USING THE INFORMATION:
(a) In the passage about Adam, what activity is the writer trying to persuade him to take up?
(b) Carry on the passage about Adam from its last sentence.

PROVIDED PASSAGE:
Adam - Ahhh.. what can I say about this man... (that won't get me into trouble tee hee hee)! Work is really heating up for him at the moment and my usually laid-back husband is taking some strain - add to that the fact that his wife has been causing him all kinds of headaches lately, it is a wonder the poor man has not been carried off to the funny-farm - although the jury is still out on that one, because anyone who has been in my house at suicide-hour will know that our house is very much like a funny-farm. I am still in the process of trying to persuade my husband to take up cycling with me, but I don't think this is going to happen... For starters, the other day as I walked through the house, I caught Adam looking at the bike as if it had been spawned by Satan himself.. so I am getting the idea that I will be cycling alone.. or at least not with Adam lol!

PROVIDED MATERIAL:
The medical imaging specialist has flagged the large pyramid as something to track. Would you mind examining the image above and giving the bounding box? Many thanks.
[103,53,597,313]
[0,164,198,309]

OUTPUTS FOR THE TASKS:
(a) Cycling.

(b)
Me... ah well, the family grapevine has been doing a good enough job of telling everyone what is going on with me, but for those not in the know, I will elaborate. Almost three weeks ago now I was arrested for a DUI. It was past midnight and I was driving home with a friend. The legal limit in South Africa is .28, I was at .45. I had had two drinks - I thought you were allowed two? Turns out you are only allowed one.. Anyway, I was pulled over in a regular road-block - it is not like I was all over the road, or caused an accident... So they pull me over, and because I was driving someone else's car, and my licence was in my car, I red-flagged myself... So they take me over to the van to check my ID number and breathalyze me. Needless to say I failed and was subsequently arrested. I was arrested with tons of other people that night and we were all thrown in prison. Due to there not being a detective on duty when we were brought in, we were forced to spend the night. It was a very traumatic event, the details of which I am unwilling (for a number of reasons) to share here. I was released on the Saturday morning and appeared in court on the Monday. All the charges against me were dropped and life goes on.. enough said..
Even just recalling the event in such minor detail here for you is enough to make me feel agitated and snappish.. so based on that, I will end this post now and go and hop on the bike... A brisk 20 - 30km cycle should clear out some of the agitation!
hi ho hi ho, its off to cycle I go..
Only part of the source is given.